• WORK TASK:
Return all lines of the data in which the string "window" occurs.

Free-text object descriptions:
******
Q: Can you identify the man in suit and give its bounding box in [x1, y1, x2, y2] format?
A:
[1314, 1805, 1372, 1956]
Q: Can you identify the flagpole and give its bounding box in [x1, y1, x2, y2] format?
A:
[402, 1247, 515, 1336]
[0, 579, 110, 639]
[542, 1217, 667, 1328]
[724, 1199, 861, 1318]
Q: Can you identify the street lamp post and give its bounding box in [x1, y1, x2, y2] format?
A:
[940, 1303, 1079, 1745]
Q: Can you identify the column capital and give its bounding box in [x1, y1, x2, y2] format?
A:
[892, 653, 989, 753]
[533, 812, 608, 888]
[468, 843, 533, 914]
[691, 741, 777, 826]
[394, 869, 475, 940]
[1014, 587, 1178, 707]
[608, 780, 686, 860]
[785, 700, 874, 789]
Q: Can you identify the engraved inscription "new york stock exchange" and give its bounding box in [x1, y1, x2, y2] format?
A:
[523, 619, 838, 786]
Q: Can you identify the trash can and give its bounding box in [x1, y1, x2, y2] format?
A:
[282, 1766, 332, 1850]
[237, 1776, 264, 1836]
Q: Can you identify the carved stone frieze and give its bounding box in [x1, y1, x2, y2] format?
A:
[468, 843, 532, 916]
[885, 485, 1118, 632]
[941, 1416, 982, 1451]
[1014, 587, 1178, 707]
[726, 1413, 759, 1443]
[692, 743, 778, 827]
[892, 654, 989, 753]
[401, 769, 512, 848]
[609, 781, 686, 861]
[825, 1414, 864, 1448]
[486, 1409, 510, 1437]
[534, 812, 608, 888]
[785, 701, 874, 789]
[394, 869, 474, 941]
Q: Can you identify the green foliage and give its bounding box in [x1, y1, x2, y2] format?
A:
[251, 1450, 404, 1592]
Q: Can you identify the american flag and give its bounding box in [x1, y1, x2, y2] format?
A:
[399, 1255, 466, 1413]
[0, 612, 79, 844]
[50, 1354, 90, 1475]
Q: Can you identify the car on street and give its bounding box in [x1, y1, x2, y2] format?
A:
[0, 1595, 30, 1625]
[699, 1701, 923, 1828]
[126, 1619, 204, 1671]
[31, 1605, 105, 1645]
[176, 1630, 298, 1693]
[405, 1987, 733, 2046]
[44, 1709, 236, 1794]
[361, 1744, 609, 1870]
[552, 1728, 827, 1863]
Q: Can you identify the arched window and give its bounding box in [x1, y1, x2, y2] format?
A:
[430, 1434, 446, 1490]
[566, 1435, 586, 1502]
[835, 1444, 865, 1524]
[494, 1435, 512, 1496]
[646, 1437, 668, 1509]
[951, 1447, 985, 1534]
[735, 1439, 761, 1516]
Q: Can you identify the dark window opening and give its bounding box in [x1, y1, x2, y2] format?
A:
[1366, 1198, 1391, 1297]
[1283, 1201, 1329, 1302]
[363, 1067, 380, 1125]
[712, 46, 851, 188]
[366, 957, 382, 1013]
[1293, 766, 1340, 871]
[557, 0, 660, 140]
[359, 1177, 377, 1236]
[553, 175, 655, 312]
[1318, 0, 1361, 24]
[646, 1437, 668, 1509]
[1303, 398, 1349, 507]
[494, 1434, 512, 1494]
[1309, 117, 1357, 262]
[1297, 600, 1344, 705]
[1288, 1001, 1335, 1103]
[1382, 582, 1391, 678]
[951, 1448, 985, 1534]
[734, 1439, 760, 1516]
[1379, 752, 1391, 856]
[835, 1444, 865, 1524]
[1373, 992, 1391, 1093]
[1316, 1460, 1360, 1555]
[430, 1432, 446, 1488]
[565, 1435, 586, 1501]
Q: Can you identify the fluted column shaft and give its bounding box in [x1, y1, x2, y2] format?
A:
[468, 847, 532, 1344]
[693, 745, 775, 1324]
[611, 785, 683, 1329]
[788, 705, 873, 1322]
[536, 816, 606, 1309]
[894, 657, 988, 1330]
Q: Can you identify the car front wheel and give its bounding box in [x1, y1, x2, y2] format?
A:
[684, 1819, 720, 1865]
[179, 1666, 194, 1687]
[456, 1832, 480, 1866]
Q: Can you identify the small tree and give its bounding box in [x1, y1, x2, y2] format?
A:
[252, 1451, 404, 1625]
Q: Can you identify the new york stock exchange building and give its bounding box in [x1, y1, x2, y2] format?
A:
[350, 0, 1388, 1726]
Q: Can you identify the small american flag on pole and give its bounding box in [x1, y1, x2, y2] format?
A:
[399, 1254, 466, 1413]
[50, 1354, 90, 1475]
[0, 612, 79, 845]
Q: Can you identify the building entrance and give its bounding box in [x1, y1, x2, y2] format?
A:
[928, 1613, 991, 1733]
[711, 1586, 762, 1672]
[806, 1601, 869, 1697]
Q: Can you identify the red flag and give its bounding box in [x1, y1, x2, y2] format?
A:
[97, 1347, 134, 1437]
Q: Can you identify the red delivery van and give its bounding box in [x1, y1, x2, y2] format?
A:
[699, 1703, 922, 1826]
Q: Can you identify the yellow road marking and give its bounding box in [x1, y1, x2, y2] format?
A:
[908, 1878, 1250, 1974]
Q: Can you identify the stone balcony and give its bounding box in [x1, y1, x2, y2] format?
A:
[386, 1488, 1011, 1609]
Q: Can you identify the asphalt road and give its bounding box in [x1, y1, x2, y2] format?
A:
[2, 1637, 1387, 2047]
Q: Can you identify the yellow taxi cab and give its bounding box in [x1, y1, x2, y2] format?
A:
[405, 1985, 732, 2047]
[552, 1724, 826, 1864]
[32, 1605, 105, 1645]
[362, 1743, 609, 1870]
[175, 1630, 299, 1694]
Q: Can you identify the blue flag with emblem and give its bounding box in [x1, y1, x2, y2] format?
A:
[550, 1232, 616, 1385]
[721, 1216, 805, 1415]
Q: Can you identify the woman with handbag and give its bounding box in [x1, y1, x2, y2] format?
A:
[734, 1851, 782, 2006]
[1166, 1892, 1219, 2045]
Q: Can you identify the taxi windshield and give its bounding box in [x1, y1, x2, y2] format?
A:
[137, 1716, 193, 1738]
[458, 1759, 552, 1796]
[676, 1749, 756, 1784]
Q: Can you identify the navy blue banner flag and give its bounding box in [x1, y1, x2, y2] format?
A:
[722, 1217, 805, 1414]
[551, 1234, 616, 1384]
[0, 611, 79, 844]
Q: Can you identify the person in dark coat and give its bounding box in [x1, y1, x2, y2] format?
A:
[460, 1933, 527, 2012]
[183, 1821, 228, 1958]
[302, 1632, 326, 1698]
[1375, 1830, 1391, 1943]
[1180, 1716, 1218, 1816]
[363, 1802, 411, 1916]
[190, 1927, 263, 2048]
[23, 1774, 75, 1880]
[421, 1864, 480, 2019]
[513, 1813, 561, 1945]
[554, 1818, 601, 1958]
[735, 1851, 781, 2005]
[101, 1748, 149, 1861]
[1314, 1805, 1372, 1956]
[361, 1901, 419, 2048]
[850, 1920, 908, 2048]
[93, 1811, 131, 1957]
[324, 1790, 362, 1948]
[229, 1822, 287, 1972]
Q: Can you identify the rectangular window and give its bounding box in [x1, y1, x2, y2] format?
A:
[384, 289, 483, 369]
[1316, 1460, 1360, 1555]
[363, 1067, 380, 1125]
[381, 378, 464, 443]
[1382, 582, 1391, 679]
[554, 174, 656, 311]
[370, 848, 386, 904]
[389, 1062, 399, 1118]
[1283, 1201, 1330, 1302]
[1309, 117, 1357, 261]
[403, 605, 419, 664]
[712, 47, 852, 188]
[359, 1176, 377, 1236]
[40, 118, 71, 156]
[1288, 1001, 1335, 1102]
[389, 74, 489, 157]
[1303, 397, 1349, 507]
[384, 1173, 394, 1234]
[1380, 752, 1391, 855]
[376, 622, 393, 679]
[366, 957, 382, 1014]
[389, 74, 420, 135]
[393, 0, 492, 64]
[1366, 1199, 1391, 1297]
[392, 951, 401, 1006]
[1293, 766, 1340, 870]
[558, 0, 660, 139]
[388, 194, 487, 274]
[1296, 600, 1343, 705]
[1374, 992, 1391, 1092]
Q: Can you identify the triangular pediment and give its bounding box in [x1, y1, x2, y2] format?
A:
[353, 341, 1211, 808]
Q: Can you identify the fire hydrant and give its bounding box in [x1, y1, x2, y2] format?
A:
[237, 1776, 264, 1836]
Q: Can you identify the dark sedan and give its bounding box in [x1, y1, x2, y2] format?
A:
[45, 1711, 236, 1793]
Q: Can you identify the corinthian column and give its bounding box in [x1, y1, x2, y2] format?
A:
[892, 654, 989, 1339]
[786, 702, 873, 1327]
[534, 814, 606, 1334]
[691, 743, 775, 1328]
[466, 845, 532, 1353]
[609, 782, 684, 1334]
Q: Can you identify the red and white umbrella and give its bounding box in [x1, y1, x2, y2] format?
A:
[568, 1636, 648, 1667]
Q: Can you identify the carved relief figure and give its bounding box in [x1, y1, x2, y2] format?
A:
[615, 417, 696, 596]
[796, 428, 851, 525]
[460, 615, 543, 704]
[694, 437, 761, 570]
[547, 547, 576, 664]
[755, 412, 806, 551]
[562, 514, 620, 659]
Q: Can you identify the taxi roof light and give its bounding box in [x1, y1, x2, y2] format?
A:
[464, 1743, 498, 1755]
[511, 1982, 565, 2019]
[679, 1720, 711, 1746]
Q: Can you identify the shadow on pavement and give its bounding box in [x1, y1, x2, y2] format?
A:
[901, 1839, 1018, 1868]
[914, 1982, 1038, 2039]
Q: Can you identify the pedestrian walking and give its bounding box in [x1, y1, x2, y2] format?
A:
******
• RESULT:
Q: Can you identify the arched window and give its bounding box in [x1, y1, x2, y2] format?
Q: Can you identify the dark window opening and give its bounding box in [x1, y1, x2, y2] format?
Q: Can you identify the rectangular window and give its bounding box in [x1, y1, x2, y2] format?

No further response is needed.